**Short problem**
Report every line below that contains the string "wooden", copying each one in full.

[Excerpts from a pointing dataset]
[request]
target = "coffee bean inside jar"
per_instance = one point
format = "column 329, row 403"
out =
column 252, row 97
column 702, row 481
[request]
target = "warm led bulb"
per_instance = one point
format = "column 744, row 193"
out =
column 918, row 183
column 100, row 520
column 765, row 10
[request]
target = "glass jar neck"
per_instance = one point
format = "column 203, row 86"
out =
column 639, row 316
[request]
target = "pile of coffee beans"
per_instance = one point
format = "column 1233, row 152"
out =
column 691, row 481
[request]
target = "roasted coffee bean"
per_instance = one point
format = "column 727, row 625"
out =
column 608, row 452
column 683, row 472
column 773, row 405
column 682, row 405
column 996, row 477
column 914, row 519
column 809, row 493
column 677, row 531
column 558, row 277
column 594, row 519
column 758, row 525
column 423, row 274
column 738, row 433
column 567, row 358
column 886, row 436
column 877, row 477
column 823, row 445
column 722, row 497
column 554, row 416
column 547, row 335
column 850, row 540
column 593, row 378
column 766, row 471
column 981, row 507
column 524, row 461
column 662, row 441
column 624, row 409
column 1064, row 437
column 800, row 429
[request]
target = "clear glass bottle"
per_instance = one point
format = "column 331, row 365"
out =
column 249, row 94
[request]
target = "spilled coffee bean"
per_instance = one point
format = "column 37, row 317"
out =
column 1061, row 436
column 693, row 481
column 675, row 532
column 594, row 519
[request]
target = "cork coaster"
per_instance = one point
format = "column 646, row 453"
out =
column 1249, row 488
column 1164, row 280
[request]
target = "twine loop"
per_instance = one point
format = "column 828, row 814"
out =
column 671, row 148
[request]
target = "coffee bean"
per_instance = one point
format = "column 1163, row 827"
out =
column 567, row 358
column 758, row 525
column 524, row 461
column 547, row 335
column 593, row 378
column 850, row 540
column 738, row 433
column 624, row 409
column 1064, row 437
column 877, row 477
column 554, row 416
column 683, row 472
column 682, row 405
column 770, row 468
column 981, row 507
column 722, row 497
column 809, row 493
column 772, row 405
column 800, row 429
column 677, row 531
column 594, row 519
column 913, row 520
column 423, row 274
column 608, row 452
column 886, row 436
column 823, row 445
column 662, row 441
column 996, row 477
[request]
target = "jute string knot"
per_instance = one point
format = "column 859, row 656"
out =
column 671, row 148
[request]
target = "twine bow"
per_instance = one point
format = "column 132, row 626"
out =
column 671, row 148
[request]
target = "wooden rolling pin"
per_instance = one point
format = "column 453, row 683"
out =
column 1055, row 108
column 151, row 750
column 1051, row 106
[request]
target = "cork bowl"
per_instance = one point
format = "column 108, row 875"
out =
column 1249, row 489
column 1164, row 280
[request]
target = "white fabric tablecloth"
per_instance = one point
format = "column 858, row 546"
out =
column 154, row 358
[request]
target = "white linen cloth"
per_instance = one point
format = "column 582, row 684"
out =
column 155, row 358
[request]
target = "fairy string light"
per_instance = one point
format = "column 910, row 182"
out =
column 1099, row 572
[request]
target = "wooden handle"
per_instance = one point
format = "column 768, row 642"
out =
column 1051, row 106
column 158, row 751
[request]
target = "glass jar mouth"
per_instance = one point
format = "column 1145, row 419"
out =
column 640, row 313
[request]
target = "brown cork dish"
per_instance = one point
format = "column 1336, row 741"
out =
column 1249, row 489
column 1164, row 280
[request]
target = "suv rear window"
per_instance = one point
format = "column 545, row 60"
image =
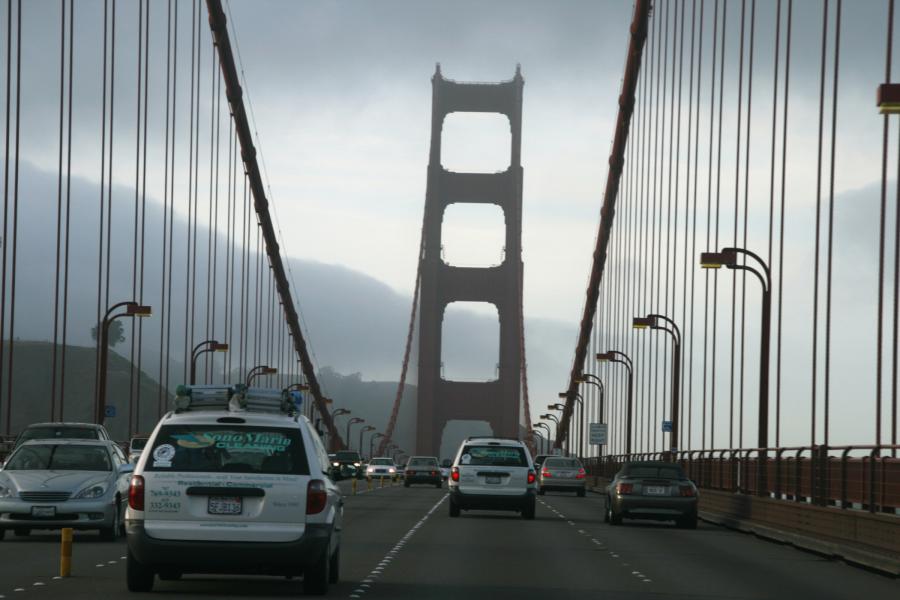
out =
column 493, row 456
column 219, row 448
column 662, row 472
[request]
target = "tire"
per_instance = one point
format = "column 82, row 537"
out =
column 138, row 577
column 528, row 511
column 317, row 575
column 334, row 569
column 109, row 534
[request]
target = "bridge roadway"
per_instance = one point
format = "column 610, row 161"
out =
column 567, row 552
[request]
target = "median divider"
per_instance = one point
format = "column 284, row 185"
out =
column 65, row 553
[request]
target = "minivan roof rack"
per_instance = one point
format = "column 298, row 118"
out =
column 233, row 398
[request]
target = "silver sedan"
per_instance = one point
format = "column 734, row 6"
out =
column 49, row 484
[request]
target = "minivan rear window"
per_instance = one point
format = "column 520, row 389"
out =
column 493, row 456
column 234, row 449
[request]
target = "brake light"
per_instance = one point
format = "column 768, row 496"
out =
column 316, row 497
column 624, row 488
column 687, row 491
column 136, row 493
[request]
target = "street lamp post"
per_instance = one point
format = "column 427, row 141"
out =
column 210, row 346
column 362, row 431
column 259, row 370
column 620, row 357
column 728, row 257
column 372, row 443
column 651, row 321
column 132, row 309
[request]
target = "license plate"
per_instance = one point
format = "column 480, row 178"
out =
column 225, row 505
column 44, row 512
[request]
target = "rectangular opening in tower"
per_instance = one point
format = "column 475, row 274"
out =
column 476, row 142
column 470, row 342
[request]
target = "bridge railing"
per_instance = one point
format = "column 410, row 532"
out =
column 862, row 477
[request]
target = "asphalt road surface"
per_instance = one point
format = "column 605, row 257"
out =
column 401, row 543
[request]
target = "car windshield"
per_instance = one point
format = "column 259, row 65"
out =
column 204, row 448
column 494, row 456
column 562, row 463
column 654, row 471
column 60, row 457
column 49, row 432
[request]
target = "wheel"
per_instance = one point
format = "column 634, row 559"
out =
column 317, row 575
column 138, row 577
column 109, row 534
column 528, row 511
column 334, row 569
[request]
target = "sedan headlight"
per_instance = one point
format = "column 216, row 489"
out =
column 90, row 492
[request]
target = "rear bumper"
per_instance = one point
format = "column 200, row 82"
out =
column 649, row 507
column 492, row 502
column 268, row 558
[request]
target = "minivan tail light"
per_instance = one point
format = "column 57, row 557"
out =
column 624, row 488
column 136, row 493
column 316, row 497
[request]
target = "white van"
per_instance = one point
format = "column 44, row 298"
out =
column 233, row 481
column 492, row 474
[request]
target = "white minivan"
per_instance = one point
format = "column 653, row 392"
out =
column 233, row 481
column 492, row 474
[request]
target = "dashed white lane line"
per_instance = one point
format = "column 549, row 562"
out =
column 376, row 572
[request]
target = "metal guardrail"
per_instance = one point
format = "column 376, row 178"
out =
column 865, row 477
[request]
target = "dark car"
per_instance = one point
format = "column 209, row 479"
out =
column 62, row 431
column 423, row 469
column 654, row 490
column 346, row 464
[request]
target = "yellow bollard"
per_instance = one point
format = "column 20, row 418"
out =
column 65, row 553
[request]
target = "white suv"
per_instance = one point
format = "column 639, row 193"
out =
column 233, row 481
column 492, row 474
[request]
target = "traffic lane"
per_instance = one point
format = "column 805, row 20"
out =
column 34, row 559
column 373, row 521
column 498, row 555
column 716, row 562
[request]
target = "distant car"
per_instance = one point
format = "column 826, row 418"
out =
column 136, row 446
column 654, row 490
column 62, row 431
column 346, row 464
column 49, row 484
column 381, row 468
column 562, row 475
column 422, row 469
column 492, row 474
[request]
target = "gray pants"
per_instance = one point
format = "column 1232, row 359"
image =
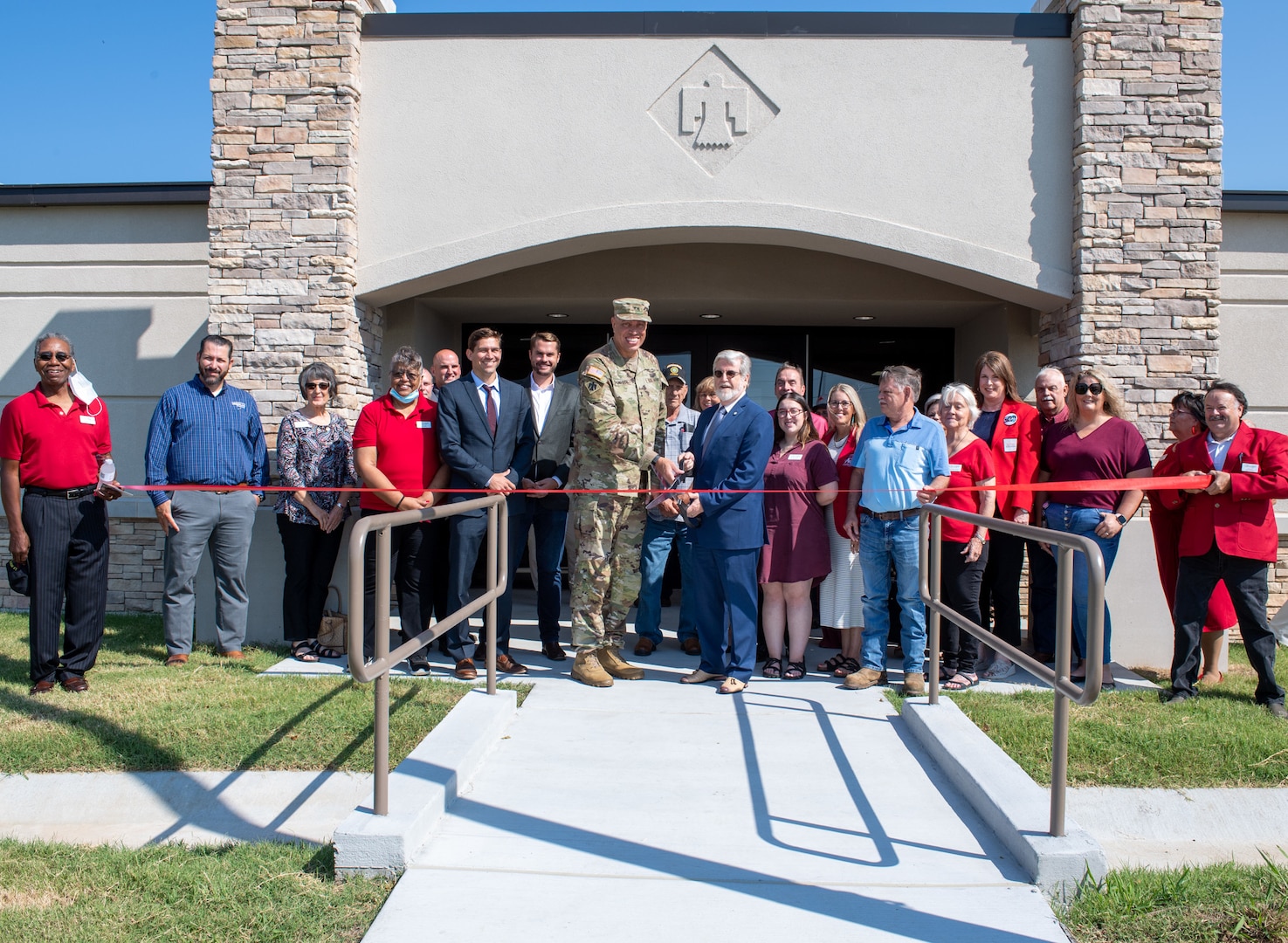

**Output of the task**
target = "wooden rolling pin"
target = "wooden handle"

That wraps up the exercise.